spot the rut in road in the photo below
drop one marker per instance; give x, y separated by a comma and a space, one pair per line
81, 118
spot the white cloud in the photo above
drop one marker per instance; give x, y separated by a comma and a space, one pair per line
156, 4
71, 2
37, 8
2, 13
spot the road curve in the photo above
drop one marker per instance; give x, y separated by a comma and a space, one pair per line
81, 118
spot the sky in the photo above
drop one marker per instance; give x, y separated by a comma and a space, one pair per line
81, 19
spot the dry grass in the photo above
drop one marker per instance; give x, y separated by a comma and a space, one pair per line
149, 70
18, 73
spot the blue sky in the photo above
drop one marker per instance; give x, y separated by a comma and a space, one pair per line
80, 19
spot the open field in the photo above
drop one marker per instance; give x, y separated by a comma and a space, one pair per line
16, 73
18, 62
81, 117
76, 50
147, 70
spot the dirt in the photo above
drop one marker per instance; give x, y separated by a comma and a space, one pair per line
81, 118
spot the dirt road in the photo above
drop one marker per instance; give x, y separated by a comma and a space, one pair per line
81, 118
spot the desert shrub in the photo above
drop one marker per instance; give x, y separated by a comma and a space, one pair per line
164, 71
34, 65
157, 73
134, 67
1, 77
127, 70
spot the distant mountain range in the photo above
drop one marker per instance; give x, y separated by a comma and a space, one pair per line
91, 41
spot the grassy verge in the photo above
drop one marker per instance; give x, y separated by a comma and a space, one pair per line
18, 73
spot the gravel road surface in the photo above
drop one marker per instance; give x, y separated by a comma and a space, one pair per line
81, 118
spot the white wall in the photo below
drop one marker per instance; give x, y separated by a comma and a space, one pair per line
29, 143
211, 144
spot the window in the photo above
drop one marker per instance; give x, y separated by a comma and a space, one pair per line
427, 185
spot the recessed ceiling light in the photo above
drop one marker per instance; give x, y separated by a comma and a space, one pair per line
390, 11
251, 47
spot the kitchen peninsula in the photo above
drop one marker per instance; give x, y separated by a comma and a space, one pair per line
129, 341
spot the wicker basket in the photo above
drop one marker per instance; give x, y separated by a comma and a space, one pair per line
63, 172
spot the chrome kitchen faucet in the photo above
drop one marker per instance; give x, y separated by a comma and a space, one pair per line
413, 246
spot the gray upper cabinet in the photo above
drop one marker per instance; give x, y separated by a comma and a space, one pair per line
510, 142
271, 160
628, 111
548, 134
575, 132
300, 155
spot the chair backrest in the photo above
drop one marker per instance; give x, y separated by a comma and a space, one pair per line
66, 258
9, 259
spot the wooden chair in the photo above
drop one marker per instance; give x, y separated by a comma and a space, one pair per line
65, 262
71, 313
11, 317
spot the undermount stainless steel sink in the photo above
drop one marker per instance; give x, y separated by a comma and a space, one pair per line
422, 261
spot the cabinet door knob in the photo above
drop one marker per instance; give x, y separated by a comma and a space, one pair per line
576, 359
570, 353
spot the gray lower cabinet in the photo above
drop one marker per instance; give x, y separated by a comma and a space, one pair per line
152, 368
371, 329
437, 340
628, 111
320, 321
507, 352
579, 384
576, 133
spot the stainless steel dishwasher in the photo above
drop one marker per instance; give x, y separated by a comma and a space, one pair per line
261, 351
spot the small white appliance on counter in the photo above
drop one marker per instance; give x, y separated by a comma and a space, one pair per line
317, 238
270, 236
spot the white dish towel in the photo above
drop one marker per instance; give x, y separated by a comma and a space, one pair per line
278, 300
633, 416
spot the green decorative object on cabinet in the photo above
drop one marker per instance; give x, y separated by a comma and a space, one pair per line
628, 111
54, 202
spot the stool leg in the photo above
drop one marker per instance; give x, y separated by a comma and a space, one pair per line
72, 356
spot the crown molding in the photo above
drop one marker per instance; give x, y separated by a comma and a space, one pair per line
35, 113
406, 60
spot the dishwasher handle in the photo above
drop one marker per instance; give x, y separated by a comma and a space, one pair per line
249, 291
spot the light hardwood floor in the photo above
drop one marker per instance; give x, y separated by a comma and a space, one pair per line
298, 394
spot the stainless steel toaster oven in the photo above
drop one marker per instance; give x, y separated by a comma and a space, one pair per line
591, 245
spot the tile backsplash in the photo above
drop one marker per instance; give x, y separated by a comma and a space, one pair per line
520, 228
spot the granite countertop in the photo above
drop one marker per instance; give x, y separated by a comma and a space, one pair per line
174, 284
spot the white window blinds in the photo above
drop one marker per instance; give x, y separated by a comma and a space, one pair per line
-----
**What is being asked**
Beginning with the line containing "spot the undermount" and ending with the line containing "spot the green", extract those lines exactly from the listing above, and only those.

**Answer to this task**
spot the undermount stainless steel sink in the photo above
drop one marker per instance; give x, y separated by a comma and a space, one pair per line
422, 261
spot the cabinet door knob in the photo above
drop one marker per instance; give x, y separated by a comma and a space, one pair per line
576, 359
570, 353
spot the gray lower cabinet in the photo above
drop one marker per instance; give x, y separated by a comma and a space, one pair per line
152, 368
371, 329
437, 340
628, 111
320, 321
507, 352
579, 384
576, 133
spot the stainless steel dishwasher in the photo above
drop one marker per instance; give x, y separated by a comma and a space, one pair per line
261, 351
spot the small white appliance on counter in the photo above
drop one marker per instance; give x, y separated by a comma and a space, one pair per line
317, 238
270, 236
spot the white dish towel in the photo above
drop one marker per instance; give x, y separated by a comma and a space, one pair per line
278, 300
633, 416
spot the green decorative object on cabinet in the photo above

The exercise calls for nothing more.